- AIM OF THE EXERCISE:
The job is to find each line in the entries holding the string "exact" and copy that line.

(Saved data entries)
######
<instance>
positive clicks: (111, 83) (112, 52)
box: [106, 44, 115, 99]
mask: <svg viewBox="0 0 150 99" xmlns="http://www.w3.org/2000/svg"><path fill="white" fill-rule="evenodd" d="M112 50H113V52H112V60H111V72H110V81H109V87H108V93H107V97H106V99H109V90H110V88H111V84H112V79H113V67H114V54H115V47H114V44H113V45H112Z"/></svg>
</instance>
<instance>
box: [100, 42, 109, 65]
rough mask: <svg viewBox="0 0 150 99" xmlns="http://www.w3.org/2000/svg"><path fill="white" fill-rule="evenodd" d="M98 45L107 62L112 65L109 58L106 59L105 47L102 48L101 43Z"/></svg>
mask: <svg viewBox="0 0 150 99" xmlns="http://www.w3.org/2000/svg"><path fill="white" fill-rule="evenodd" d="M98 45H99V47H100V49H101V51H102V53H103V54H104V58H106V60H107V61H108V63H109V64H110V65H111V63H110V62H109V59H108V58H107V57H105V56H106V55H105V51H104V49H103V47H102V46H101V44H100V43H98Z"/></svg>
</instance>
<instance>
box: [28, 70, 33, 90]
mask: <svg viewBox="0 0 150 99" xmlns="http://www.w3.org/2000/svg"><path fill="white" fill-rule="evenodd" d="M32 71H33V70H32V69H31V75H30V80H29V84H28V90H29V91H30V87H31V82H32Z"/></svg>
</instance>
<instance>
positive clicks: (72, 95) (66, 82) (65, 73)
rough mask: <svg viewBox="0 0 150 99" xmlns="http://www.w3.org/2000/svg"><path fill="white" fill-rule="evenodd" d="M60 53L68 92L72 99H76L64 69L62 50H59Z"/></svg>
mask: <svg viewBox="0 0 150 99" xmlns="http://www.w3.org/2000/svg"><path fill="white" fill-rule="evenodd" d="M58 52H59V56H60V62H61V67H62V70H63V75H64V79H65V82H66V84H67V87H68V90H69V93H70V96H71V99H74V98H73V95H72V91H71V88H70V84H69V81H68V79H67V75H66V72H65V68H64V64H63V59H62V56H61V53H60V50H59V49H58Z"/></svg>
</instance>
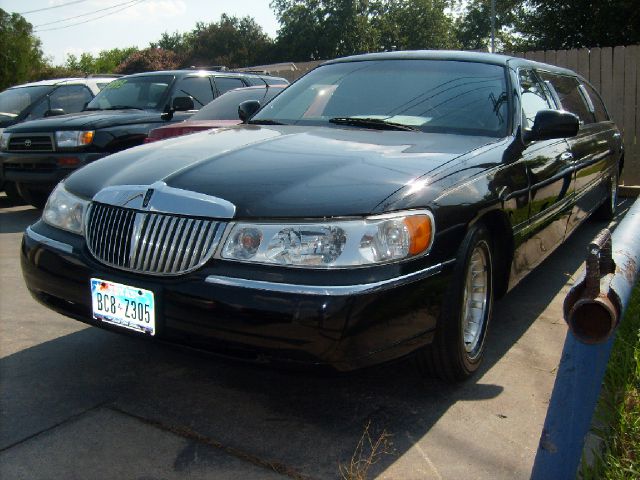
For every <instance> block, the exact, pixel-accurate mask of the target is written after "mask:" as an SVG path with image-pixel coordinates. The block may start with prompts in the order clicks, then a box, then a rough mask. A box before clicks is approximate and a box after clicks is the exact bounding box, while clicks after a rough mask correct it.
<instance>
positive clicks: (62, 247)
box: [24, 227, 73, 253]
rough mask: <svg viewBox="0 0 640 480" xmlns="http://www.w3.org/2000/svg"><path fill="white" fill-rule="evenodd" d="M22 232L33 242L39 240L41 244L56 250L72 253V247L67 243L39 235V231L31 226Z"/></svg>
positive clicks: (66, 252)
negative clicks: (61, 241)
mask: <svg viewBox="0 0 640 480" xmlns="http://www.w3.org/2000/svg"><path fill="white" fill-rule="evenodd" d="M24 233H25V235H26V236H27V237H29V238H30V239H31V240H33V241H34V242H40V243H42V244H43V245H46V246H48V247H51V248H54V249H56V250H61V251H63V252H66V253H73V247H72V246H71V245H69V244H68V243H63V242H59V241H57V240H53V239H52V238H49V237H45V236H44V235H40V234H39V233H36V232H34V231H33V230H31V227H27V229H26V230H25V232H24Z"/></svg>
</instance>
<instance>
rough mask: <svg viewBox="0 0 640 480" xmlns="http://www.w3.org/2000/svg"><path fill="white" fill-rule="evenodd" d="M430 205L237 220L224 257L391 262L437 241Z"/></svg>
mask: <svg viewBox="0 0 640 480" xmlns="http://www.w3.org/2000/svg"><path fill="white" fill-rule="evenodd" d="M433 233H434V224H433V215H432V214H431V212H429V211H427V210H419V211H417V210H416V211H404V212H395V213H390V214H385V215H376V216H372V217H368V218H365V219H361V220H344V221H324V222H300V223H288V224H280V223H279V224H275V223H237V224H235V225H234V226H233V228H232V230H231V232H230V233H229V235H228V236H227V239H226V241H225V243H224V246H223V248H222V253H221V256H222V258H225V259H229V260H237V261H244V262H256V263H266V264H274V265H288V266H304V267H309V268H326V267H348V266H359V265H374V264H379V263H388V262H394V261H398V260H402V259H405V258H410V257H414V256H417V255H422V254H425V253H426V252H428V251H429V248H431V244H432V243H433Z"/></svg>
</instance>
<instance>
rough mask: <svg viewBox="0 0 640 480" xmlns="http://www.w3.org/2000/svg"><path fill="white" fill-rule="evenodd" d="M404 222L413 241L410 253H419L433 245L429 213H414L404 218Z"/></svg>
mask: <svg viewBox="0 0 640 480" xmlns="http://www.w3.org/2000/svg"><path fill="white" fill-rule="evenodd" d="M404 224H405V225H406V227H407V229H408V230H409V235H410V238H411V243H410V244H409V254H410V255H418V254H419V253H422V252H424V251H425V250H426V249H427V248H429V245H431V235H432V233H431V232H432V229H431V218H429V216H428V215H413V216H410V217H406V218H405V219H404Z"/></svg>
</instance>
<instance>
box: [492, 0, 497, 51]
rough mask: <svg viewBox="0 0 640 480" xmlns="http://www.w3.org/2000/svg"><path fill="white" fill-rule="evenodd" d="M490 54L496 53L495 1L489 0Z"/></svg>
mask: <svg viewBox="0 0 640 480" xmlns="http://www.w3.org/2000/svg"><path fill="white" fill-rule="evenodd" d="M491 53H496V0H491Z"/></svg>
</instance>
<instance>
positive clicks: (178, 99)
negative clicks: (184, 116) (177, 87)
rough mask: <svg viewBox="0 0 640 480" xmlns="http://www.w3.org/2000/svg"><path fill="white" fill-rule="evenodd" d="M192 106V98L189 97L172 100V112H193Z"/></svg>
mask: <svg viewBox="0 0 640 480" xmlns="http://www.w3.org/2000/svg"><path fill="white" fill-rule="evenodd" d="M195 108H196V107H195V105H194V104H193V98H191V97H176V98H174V99H173V110H175V111H176V112H186V111H188V110H195Z"/></svg>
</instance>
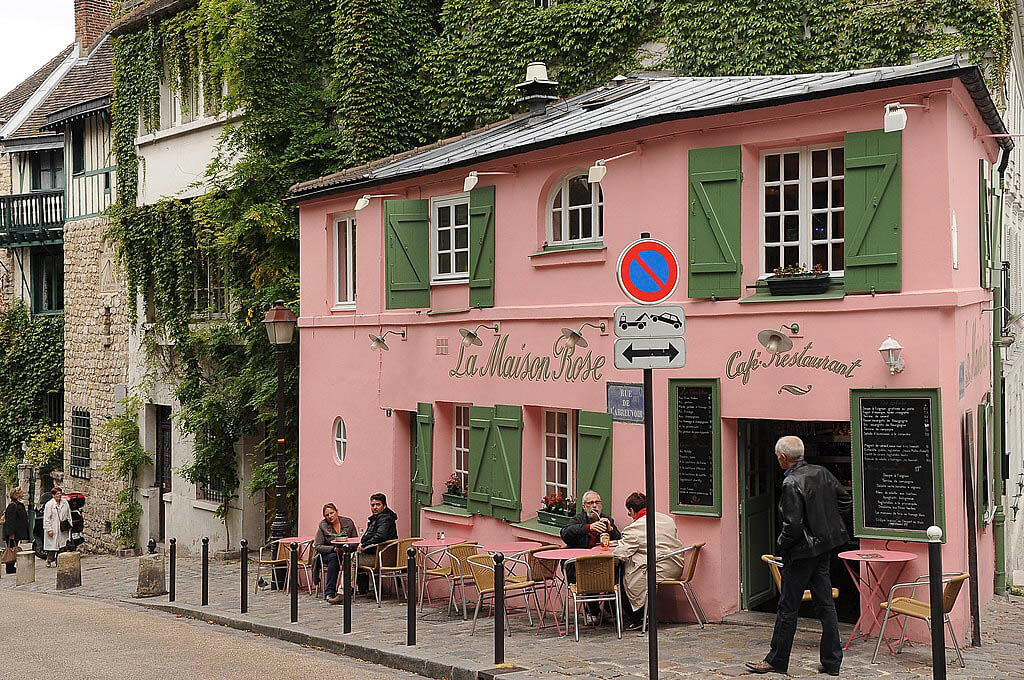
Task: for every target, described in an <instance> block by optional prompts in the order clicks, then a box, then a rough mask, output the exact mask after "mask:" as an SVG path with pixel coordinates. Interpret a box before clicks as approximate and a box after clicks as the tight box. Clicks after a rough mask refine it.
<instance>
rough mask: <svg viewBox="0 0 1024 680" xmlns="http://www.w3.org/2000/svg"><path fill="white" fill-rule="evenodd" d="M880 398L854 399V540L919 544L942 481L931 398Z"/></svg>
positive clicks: (877, 395) (932, 403) (935, 510)
mask: <svg viewBox="0 0 1024 680" xmlns="http://www.w3.org/2000/svg"><path fill="white" fill-rule="evenodd" d="M923 391H924V390H923ZM880 392H881V390H879V391H873V390H872V396H870V397H868V396H863V397H861V398H860V399H855V403H856V405H857V415H856V417H855V424H856V425H857V426H858V427H857V432H856V435H855V442H856V451H855V457H856V463H857V467H858V472H859V474H858V475H856V476H857V477H858V478H859V479H858V481H859V483H858V486H859V488H858V490H857V491H858V493H857V500H858V501H859V503H858V506H859V507H858V508H857V522H856V523H857V527H858V529H860V530H858V533H857V535H858V536H863V537H868V536H878V537H880V538H882V537H886V538H924V536H925V532H926V530H927V529H928V527H929V526H931V525H932V524H934V523H936V516H935V515H936V503H935V488H936V486H937V485H940V484H941V480H942V477H941V468H939V475H937V474H936V471H937V470H936V452H935V451H934V447H935V445H936V442H937V440H938V438H937V437H936V436H935V434H936V433H935V432H934V431H933V430H934V428H935V427H936V422H937V418H938V414H937V411H938V407H937V398H933V397H932V396H929V395H922V396H906V395H903V394H900V395H898V396H897V395H893V396H888V395H884V394H880ZM936 479H938V482H937V481H936Z"/></svg>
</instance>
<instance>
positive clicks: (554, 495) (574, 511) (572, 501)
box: [537, 494, 575, 526]
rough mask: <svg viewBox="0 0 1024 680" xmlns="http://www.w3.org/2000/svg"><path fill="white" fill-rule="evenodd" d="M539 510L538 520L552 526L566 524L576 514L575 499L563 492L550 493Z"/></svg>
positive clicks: (555, 525)
mask: <svg viewBox="0 0 1024 680" xmlns="http://www.w3.org/2000/svg"><path fill="white" fill-rule="evenodd" d="M542 503H544V506H543V507H542V508H540V509H539V510H538V511H537V521H539V522H541V523H542V524H550V525H551V526H565V525H566V524H568V523H569V520H570V519H571V518H572V516H573V515H575V500H573V499H572V498H571V497H567V496H562V495H561V494H548V495H547V496H545V497H544V499H543V500H542Z"/></svg>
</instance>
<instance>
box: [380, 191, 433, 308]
mask: <svg viewBox="0 0 1024 680" xmlns="http://www.w3.org/2000/svg"><path fill="white" fill-rule="evenodd" d="M429 213H430V204H429V202H428V201H385V202H384V222H385V229H386V240H385V247H384V249H385V266H384V270H385V274H384V275H385V279H386V284H387V292H386V305H387V308H388V309H406V308H410V307H429V306H430V222H429V219H428V215H429Z"/></svg>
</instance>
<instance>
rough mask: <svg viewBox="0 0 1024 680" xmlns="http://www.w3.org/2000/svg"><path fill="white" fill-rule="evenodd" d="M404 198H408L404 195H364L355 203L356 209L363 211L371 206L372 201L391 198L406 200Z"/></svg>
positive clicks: (380, 194) (375, 194)
mask: <svg viewBox="0 0 1024 680" xmlns="http://www.w3.org/2000/svg"><path fill="white" fill-rule="evenodd" d="M404 196H406V195H404V194H364V195H362V196H360V197H359V200H358V201H356V202H355V209H356V210H362V209H364V208H366V207H367V206H369V205H370V200H371V199H388V198H391V197H402V198H404Z"/></svg>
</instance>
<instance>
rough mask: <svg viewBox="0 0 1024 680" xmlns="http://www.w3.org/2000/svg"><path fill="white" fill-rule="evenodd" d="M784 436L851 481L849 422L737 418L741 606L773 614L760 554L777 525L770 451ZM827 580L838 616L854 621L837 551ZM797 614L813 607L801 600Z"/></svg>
mask: <svg viewBox="0 0 1024 680" xmlns="http://www.w3.org/2000/svg"><path fill="white" fill-rule="evenodd" d="M787 434H792V435H796V436H799V437H800V438H801V439H803V440H804V449H805V458H806V460H807V462H808V463H812V464H814V465H820V466H822V467H824V468H827V469H828V470H829V471H830V472H831V473H833V474H835V475H836V477H837V478H839V480H840V482H841V483H843V484H844V485H845V486H846V487H847V488H850V487H851V484H852V479H853V468H852V463H851V454H850V423H849V422H847V421H827V422H824V421H787V420H740V421H739V493H740V537H739V541H740V559H741V560H742V561H741V566H740V579H741V584H740V593H741V599H742V607H743V608H744V609H750V610H755V611H772V612H773V611H775V608H776V606H777V603H778V593H777V591H776V588H775V583H774V581H773V580H772V577H771V572H770V571H769V569H768V565H767V564H765V563H764V562H763V561H762V560H761V556H762V555H764V554H770V553H773V552H774V550H775V538H776V537H777V536H778V530H779V526H780V525H781V520H780V519H779V516H778V494H779V490H780V488H781V483H782V471H781V470H780V469H779V467H778V463H777V462H776V461H775V456H774V451H775V442H776V441H777V440H778V438H779V437H781V436H784V435H787ZM847 528H848V529H849V528H850V527H849V526H848V527H847ZM857 545H858V544H857V542H856V541H853V542H851V544H850V545H849V546H848V547H844V548H841V549H840V550H839V551H837V552H841V551H842V550H851V549H854V548H856V547H857ZM831 582H833V587H834V588H838V589H839V598H838V599H837V600H836V611H837V613H838V615H839V620H840V621H842V622H847V623H853V622H855V621H856V620H857V617H859V615H860V599H859V596H858V594H857V589H856V587H855V586H854V584H853V581H852V580H851V579H850V575H849V572H848V571H847V570H846V567H845V566H844V565H843V561H842V560H841V559H839V558H838V557H836V556H835V555H834V556H833V563H831ZM801 615H802V617H812V618H813V617H814V607H813V605H812V604H810V603H808V604H805V605H804V606H803V607H802V608H801Z"/></svg>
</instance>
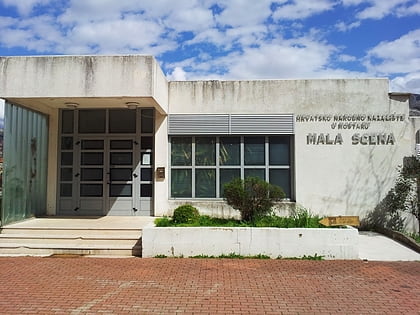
######
- RESULT FOR THIS EXERCISE:
For every <instance> block, the exact, pixel-accurate mask of the target is written after "mask:" as an SVG path with image-pixel coordinates. The block may start with prompts in the order clicks, then a box, then a rough mask. A box before clicks is approximate and a box after clicks is the exact bounding box, while clicks after a rough mask correct it.
Task: for every target, described in an <instance> block by optional prompts in the order clicks, then a box, then a rough mask, output the exact mask after "mask:" as an SVG path with pixel coordinates. Interpret a box before clicks as approximate and a box after clicks as the tight box. Clicks after a rough mask refine it.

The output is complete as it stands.